Jahreswechsel im Taxi

Eine Stunde vor Mitternacht beschlossen wir Urlauber, den Jahreswechsel in der Diskothek CM2 im Novotel am Siam Square zu feiern. Mitten im Zentrum, super Idee. Die Alteingesessenen blieben auf dem Balkon und lächelten nachsichtig. Wir hingegen genossen wenig später das Privileg, beim Countdown und zu Jahresbeginn im Taxi zu sitzen und im Stau zu stehen.

Gegen ein Uhr erreichten wir den Club. Drei Stunden später lotste mich ein Taxi, pilotiert von einer sympathischen Fahrerin, zu meinem Amari-Hotel in der Petchaburi Road. „Was hast du noch vor“, fragte ich meine Chauffeuse. „Nichts“, sagte sie, „auf mich wartet niemand. Und du?“ „Auf mich auch nicht.“
Das neue Jahr fing gut an.

* [DATENSÄTZE]
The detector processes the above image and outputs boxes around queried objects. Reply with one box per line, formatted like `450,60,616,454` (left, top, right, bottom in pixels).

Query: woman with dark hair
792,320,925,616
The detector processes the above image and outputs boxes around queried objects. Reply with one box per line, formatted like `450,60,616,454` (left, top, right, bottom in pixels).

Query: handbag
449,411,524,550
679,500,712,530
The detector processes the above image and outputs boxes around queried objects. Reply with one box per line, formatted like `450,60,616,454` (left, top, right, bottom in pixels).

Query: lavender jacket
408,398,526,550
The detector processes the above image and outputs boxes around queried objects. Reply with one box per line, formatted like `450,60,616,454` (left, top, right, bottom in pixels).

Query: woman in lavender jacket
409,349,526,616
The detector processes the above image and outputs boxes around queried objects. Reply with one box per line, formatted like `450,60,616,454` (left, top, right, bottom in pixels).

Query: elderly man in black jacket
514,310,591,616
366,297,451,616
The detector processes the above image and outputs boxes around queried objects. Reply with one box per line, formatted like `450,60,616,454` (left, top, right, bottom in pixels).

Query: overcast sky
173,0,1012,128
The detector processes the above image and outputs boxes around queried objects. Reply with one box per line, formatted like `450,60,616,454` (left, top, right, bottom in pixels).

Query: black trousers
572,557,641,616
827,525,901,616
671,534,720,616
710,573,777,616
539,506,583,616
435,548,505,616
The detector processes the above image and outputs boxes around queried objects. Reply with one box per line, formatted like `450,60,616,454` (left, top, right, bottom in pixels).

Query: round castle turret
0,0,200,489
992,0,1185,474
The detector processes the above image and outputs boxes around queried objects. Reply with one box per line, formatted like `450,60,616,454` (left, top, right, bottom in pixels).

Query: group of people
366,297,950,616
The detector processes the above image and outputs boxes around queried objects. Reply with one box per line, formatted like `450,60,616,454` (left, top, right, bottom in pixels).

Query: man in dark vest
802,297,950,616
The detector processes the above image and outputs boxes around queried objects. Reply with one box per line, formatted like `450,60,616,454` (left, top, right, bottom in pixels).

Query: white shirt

---

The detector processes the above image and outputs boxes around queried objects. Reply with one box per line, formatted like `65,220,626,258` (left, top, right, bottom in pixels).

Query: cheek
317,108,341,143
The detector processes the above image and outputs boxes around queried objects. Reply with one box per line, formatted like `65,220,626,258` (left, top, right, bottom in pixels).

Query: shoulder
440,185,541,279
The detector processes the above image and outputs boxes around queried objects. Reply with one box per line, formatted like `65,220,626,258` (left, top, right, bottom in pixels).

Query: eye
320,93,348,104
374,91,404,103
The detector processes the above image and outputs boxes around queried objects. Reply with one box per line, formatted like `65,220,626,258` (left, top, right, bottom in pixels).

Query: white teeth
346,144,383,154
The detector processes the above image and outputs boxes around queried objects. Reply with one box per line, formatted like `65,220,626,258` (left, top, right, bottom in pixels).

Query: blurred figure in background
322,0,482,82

* [AUFGABENSTELLUNG] Gib den Abschnitt aus dem Text über den Jahreswechsel im Taxi von „Jahreswechsel im Taxi“ bis „fing gut an.“ wortgetreu wieder. Die Datensätze stammen aus einer anderen Quelle als der Text.

* [ÜBUNGSERGEBNIS]
Jahreswechsel im Taxi

Eine Stunde vor Mitternacht beschlossen wir Urlauber, den Jahreswechsel in der Diskothek CM2 im Novotel am Siam Square zu feiern. Mitten im Zentrum, super Idee. Die Alteingesessenen blieben auf dem Balkon und lächelten nachsichtig. Wir hingegen genossen wenig später das Privileg, beim Countdown und zu Jahresbeginn im Taxi zu sitzen und im Stau zu stehen.

Gegen ein Uhr erreichten wir den Club. Drei Stunden später lotste mich ein Taxi, pilotiert von einer sympathischen Fahrerin, zu meinem Amari-Hotel in der Petchaburi Road. „Was hast du noch vor“, fragte ich meine Chauffeuse. „Nichts“, sagte sie, „auf mich wartet niemand. Und du?“ „Auf mich auch nicht.“
Das neue Jahr fing gut an.